- _THE PROBLEM_:
Please rewrite the records from the line containing "Where can you see the black peci" through the end of the records, inclusive, replacing "Drop a dot" with "Place a dot" and keeping everything else unchanged.

- _SUPPLIED RECORDS_:
────
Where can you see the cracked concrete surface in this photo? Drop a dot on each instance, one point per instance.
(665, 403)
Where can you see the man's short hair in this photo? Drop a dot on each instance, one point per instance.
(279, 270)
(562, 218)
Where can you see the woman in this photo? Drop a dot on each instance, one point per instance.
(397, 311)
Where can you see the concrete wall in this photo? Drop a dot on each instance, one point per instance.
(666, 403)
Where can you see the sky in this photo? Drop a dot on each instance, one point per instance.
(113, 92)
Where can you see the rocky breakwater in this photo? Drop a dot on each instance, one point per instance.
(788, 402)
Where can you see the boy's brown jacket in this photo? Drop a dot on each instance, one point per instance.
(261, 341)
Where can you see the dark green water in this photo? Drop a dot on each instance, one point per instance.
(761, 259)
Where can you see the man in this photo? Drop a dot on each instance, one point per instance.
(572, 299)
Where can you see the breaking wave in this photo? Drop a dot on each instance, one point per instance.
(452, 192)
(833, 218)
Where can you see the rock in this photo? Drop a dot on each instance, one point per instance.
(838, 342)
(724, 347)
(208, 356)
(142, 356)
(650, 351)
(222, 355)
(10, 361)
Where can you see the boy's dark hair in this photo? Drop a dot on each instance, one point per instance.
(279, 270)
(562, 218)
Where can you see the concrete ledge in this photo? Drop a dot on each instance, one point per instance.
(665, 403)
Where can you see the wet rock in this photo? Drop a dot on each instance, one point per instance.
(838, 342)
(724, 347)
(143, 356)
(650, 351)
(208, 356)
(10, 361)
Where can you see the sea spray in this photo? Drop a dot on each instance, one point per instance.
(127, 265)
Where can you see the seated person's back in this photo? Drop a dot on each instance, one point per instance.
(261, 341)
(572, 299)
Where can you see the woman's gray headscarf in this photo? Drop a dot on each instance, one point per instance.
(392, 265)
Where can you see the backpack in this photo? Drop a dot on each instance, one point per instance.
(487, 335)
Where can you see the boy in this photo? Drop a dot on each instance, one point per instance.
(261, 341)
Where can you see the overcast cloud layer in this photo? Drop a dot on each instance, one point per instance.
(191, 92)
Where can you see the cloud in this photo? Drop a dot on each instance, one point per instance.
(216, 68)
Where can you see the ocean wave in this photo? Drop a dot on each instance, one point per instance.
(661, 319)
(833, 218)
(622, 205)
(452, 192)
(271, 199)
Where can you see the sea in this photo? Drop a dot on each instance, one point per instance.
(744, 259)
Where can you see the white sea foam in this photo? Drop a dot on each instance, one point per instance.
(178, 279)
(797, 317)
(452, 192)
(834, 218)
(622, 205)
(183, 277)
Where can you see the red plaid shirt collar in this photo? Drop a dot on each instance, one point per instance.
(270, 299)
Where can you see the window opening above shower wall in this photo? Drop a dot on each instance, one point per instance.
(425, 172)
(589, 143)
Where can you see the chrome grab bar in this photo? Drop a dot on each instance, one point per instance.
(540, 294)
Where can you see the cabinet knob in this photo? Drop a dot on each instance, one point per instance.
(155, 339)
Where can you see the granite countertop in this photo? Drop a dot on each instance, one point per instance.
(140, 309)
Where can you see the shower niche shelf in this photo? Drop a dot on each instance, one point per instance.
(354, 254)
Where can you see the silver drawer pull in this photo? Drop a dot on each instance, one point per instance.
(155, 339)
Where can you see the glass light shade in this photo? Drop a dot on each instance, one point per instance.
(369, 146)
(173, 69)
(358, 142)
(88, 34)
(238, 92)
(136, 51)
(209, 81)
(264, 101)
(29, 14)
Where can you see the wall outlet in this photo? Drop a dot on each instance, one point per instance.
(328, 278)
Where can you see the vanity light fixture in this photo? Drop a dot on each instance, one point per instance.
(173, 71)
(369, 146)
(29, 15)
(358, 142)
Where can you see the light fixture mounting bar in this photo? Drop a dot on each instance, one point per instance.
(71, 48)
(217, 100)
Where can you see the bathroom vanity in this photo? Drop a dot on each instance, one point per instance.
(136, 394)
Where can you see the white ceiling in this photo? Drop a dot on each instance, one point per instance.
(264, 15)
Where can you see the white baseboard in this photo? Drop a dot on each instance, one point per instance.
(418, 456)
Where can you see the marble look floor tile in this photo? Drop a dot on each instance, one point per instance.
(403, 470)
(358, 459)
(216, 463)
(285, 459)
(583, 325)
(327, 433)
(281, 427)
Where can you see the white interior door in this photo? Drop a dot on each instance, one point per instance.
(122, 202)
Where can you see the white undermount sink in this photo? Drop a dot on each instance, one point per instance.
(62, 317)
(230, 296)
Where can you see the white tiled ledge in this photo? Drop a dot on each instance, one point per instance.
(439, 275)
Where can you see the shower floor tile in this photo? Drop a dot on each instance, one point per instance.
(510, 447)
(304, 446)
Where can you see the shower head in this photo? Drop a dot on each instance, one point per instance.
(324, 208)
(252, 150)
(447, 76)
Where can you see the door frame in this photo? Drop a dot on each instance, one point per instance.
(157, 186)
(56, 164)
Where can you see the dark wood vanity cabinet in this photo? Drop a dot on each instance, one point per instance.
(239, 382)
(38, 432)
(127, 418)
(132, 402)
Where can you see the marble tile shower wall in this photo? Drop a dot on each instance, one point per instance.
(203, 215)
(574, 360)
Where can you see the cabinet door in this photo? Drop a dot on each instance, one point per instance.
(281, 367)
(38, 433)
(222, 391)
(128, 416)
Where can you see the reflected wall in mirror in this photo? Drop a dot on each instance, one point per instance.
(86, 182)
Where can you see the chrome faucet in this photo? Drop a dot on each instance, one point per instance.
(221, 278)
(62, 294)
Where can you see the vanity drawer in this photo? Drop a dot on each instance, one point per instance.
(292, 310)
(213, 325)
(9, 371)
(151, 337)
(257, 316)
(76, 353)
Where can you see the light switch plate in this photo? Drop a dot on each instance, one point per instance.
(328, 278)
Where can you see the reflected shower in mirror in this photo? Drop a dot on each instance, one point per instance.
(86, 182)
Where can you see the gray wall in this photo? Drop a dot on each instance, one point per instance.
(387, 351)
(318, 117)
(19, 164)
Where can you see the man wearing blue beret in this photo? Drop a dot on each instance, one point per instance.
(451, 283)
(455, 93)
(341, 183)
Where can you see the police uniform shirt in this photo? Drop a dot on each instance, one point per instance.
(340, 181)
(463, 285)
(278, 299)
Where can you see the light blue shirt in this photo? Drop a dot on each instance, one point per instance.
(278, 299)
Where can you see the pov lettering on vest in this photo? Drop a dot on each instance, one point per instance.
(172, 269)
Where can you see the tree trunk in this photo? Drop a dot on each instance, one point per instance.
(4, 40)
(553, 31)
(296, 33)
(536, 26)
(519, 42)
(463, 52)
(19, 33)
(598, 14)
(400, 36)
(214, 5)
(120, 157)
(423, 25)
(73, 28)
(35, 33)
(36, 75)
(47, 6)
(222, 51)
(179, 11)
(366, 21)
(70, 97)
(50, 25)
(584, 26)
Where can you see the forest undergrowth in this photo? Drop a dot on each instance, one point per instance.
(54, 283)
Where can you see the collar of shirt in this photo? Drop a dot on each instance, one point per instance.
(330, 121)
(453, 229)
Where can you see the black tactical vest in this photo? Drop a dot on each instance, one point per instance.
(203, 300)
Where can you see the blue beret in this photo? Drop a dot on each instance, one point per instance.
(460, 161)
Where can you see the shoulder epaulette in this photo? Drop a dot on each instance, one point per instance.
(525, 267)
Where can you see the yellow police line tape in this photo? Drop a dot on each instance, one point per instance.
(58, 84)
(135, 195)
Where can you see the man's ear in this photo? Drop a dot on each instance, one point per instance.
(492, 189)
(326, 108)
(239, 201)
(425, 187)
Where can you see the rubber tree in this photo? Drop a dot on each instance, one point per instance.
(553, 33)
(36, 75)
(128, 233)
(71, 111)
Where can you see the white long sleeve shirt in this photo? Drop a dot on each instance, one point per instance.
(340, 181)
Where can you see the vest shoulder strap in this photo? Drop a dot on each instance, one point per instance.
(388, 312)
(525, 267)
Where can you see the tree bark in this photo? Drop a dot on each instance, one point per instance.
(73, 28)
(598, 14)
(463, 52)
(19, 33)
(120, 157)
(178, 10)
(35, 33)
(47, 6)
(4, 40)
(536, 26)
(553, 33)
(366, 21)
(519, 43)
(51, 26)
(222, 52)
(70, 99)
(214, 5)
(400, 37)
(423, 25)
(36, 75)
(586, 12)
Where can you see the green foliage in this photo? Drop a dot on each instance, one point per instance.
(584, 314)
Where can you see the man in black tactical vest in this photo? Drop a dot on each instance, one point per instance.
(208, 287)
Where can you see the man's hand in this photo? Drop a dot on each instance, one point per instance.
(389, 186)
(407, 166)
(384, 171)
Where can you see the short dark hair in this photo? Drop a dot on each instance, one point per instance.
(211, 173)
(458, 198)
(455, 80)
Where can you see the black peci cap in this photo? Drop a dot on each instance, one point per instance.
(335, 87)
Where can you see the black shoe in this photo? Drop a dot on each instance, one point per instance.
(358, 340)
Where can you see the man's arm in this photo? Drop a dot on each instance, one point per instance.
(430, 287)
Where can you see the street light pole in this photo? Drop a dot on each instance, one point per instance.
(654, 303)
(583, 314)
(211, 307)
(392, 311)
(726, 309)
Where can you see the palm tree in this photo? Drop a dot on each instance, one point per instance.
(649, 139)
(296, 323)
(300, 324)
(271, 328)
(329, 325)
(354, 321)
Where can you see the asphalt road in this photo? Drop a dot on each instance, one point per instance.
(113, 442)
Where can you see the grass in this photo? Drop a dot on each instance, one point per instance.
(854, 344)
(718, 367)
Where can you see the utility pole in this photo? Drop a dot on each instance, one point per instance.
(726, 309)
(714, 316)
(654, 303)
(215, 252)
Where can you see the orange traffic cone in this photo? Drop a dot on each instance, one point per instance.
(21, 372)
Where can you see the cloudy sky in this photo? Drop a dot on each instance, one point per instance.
────
- _EXERCISE RESPONSE_:
Where can you see the black peci cap in this photo? Place a dot on each instance, one point per instance.
(335, 87)
Where can you see the black shoe in this photo? Place a dot on each instance, one point per instance.
(358, 340)
Where can you see the man's arm in this photo? Place a dot on each instance, one point per instance.
(430, 287)
Where can you see the street light pole in this photo? Place a dot on each instance, one point per instance.
(654, 303)
(583, 314)
(211, 307)
(392, 311)
(726, 309)
Where can you see the palm tree in this photo? Place a dot on each instance, one point per instance.
(649, 139)
(296, 323)
(300, 324)
(271, 328)
(329, 325)
(354, 321)
Where can you see the asphalt road in this photo? Place a dot on each instance, one point per instance.
(113, 442)
Where can you see the grass in this photo? Place a dot on each instance, one point per instance.
(854, 344)
(718, 367)
Where can you see the utility pole in this photo? Place a dot on each instance, one point per instance.
(726, 309)
(714, 316)
(654, 303)
(215, 252)
Where can you see the orange traffic cone in this photo? Place a dot on each instance, one point per instance.
(21, 372)
Where can you see the cloudy sky in this photo? Place a dot on each instance, one point per instance.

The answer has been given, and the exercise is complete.